───── RECORDS FOR THIS TASK ─────

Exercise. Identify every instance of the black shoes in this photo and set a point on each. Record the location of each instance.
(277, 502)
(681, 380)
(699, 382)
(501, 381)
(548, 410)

─────

▸ **WHAT IS NEEDED**:
Rewrite the records above, changing "black shoes" to "dark footwear" and leaving everything else as it stands.

▸ **ANSWER**:
Exercise. Identify every instance of the dark footwear in this photo and set a point on each. Record the location of each instance.
(277, 502)
(681, 380)
(699, 382)
(501, 381)
(548, 410)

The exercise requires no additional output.